**QUESTIONS**
A - Do these statements agree with the split pea soup recipe? (i) The peas are soaked overnight. (ii) Celery is optional. (iii) In step 1 the vegetables and seasonings cook for about 10 minutes. Answer yes or no for each and quote the deciding words.
B - Will you copy the split pea soup recipe word for word, from "Dry peas are" to "(to your taste)"?
C - Can you resume the split pea soup recipe after its last sentence?
*** TEXT SEGMENT ***
Vegetarian Split Pea Soup
Vegetarian split pea soup is the perfect meal on a chilly day. But believe me, you will get all the benefits of this soup in any season. It’s healthy, delicious and easy to make.
Dry peas are nutrient-dense and fibre-rich and the high-quality source of protein that can be substituted for dietary animal protein. Studies show that dry bean intake has the potentially multifaceted health-promoting benefits such as reduction of cholesterol levels, improve many aspects of the diabetic state, and provide metabolic benefits that aid in weight control (1).
✓ 2 tsp ghee or coconut oil (your choice)
✓ 1 large onion, finely chopped
✓ ½ -1 cup chopped celery (optional)
✓ 2 cups carrots, chopped
✓ 2 cups dried yellow/green split/whole peas, washed, rinsed, and soaked overnight
✓ 6-8 cups hot water (depends on what consistency you want to achieve
✓ 2 whole bay leaves
✓ ½ tsp turmeric
✓ ¼ -½ tsp ground black pepper
✓ ½ tsp salt (to your taste)
✓ 3 cups potatoes, peeled
✓ 2 cloves garlic, minced
1. In a large pot add butter/oil. When the pan and the oil are hot, add the garlic, onions, celery, carrots and seasonings. Cook them for about 2-3 minutes.
*** SOURCE DATA ***
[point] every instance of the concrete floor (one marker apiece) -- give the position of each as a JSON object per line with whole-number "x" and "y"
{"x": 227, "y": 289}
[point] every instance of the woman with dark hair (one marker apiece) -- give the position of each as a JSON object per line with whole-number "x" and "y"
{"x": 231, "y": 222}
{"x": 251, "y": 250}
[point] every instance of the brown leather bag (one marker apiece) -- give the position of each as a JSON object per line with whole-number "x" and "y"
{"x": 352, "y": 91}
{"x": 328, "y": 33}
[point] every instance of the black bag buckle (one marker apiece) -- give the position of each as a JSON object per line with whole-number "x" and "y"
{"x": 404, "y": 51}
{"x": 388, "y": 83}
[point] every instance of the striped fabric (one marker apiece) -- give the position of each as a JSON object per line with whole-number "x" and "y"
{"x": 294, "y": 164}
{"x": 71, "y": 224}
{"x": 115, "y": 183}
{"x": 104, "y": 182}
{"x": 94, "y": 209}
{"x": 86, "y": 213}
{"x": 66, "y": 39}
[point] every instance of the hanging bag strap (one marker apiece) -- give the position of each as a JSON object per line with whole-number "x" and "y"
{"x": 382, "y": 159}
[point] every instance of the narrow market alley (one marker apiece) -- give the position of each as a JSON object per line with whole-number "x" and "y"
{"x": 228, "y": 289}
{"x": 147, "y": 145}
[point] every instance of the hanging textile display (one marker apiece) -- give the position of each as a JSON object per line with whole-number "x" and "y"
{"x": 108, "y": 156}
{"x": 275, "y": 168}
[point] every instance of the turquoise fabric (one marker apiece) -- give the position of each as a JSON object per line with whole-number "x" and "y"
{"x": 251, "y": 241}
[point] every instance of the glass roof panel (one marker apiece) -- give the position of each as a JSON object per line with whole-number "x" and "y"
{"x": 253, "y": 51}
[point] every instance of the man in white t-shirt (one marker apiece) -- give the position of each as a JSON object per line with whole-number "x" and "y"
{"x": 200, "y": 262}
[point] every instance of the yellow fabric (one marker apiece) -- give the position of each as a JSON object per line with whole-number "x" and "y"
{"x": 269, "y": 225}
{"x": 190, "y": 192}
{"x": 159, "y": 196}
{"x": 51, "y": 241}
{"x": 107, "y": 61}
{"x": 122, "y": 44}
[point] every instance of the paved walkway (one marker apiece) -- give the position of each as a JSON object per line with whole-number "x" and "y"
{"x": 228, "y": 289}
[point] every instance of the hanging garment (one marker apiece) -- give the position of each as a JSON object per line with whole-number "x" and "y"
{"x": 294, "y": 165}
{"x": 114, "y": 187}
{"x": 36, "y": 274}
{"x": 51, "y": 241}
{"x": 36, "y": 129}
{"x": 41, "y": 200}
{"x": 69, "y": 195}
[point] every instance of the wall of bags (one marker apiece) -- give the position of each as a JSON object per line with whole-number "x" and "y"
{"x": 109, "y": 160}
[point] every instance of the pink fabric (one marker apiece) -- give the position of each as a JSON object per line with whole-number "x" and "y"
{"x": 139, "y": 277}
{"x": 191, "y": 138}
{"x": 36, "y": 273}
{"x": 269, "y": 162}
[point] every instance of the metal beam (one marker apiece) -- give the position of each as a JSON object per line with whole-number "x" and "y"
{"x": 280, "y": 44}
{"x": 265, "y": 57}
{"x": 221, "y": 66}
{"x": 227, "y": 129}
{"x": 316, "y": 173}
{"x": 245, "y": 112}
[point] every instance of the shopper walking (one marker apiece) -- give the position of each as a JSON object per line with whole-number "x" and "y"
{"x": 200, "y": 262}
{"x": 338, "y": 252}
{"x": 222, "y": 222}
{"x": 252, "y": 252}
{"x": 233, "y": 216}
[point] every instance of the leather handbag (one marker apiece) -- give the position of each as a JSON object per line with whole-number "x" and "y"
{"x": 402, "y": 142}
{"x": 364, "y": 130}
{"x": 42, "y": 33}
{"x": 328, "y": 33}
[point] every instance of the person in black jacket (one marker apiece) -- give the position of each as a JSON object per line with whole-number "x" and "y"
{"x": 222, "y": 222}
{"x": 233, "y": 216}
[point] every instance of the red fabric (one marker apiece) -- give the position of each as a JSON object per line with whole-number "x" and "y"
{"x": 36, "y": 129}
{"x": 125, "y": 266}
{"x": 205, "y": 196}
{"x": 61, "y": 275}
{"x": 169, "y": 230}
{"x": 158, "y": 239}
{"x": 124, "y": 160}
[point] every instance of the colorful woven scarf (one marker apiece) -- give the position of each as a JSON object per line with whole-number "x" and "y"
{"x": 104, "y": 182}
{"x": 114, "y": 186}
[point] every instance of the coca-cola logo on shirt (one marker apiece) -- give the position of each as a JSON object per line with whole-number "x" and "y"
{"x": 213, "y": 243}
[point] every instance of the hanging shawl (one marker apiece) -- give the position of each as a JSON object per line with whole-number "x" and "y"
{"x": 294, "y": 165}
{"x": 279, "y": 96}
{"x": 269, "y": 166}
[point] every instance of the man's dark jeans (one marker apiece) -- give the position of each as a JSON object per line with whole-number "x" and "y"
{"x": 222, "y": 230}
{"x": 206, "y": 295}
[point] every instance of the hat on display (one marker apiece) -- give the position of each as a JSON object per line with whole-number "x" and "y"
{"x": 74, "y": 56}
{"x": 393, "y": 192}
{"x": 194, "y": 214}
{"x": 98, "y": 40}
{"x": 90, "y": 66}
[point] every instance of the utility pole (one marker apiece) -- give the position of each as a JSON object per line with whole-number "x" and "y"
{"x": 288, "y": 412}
***
*** SOURCE DATA ***
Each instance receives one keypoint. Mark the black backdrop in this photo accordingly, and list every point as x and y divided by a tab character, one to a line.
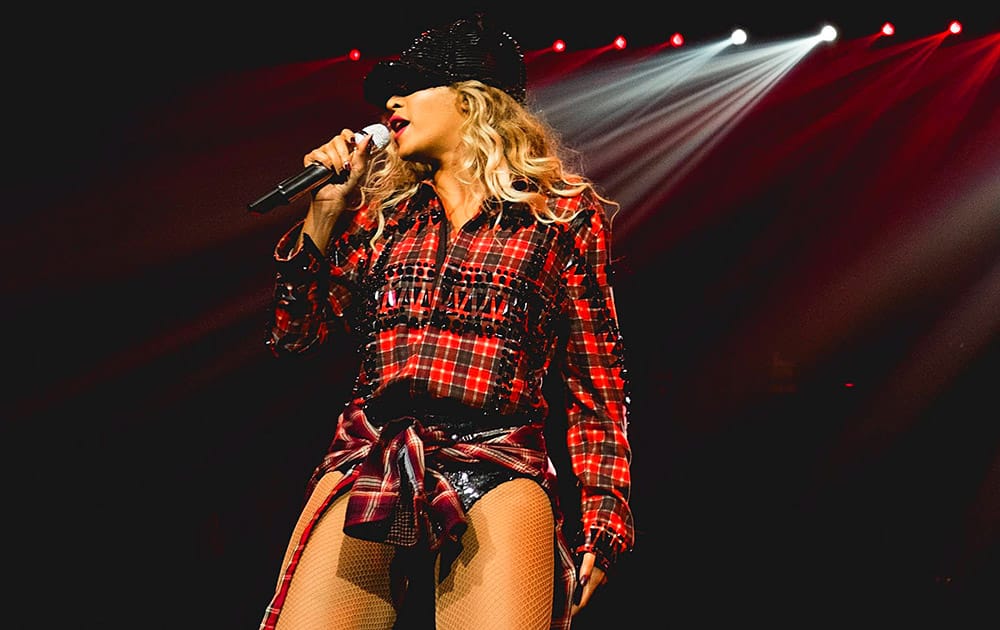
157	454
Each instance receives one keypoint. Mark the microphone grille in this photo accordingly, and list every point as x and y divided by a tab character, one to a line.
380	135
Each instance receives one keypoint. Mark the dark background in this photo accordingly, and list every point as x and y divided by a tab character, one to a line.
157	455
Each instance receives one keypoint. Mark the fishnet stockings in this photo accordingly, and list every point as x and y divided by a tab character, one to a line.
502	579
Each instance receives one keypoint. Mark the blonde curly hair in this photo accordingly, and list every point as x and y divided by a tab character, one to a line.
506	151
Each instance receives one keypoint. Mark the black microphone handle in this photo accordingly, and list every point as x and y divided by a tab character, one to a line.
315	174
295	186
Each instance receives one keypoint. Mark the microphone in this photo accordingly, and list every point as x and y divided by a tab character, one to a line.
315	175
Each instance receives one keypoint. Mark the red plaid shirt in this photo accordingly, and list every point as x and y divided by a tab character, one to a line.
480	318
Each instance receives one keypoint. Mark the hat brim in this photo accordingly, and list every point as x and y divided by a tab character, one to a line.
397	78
***
*** SOURCE DATA ***
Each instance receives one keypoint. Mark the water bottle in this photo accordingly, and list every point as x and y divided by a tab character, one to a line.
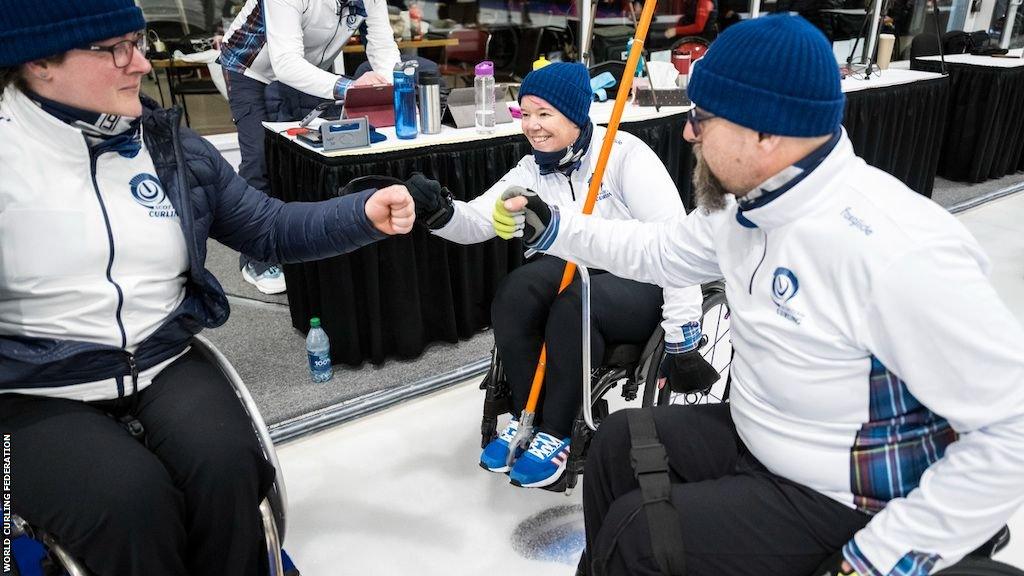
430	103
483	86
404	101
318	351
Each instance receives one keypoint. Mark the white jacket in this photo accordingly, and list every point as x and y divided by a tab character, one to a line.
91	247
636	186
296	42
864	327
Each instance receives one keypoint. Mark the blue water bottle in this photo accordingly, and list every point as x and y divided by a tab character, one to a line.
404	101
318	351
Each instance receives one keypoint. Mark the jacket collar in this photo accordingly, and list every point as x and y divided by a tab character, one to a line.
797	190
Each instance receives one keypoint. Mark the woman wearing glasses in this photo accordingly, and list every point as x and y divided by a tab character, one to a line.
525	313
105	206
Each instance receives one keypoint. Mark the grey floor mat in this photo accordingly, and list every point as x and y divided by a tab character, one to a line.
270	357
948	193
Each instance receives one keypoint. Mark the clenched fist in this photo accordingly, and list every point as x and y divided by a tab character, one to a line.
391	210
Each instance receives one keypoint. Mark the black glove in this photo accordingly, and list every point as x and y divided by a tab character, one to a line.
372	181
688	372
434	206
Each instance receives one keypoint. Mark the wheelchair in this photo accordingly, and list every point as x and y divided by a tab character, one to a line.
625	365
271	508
***
**TASK ANSWERS**
A -
(i) Yes: "washed, rinsed, and soaked overnight"
(ii) Yes: "½ -1 cup chopped celery (optional)"
(iii) No: "Cook them for about 2-3 minutes."

B -
Dry peas are nutrient-dense and fibre-rich and the high-quality source of protein that can be substituted for dietary animal protein. Studies show that dry bean intake has the potentially multifaceted health-promoting benefits such as reduction of cholesterol levels, improve many aspects of the diabetic state, and provide metabolic benefits that aid in weight control (1).
✓ 2 tsp ghee or coconut oil (your choice)
✓ 1 large onion, finely chopped
✓ ½ -1 cup chopped celery (optional)
✓ 2 cups carrots, chopped
✓ 2 cups dried yellow/green split/whole peas, washed, rinsed, and soaked overnight
✓ 6-8 cups hot water (depends on what consistency you want to achieve
✓ 2 whole bay leaves
✓ ½ tsp turmeric
✓ ¼ -½ tsp ground black pepper
✓ ½ tsp salt (to your taste)

C -
2. Add the rinsed and soaked split peas and water.
3. Bring it to the boil, then reduce the heat to medium-low and cook until the peas are cooked through.
4. Once the peas are cooked, remove the bay leaf and blend the soup into a puree to desired consistency. I like to blend about half and leave the other half whole for a chunky texture.
5. Taste and add any extra seasonings, if necessary. You can use more of your favorite spices, which will help you to decrease the amount of salt.
PS You can keep this soup in your refrigerator for up to 2-3 days in a sealed, glass container, or up to 2-3 months in the freezer.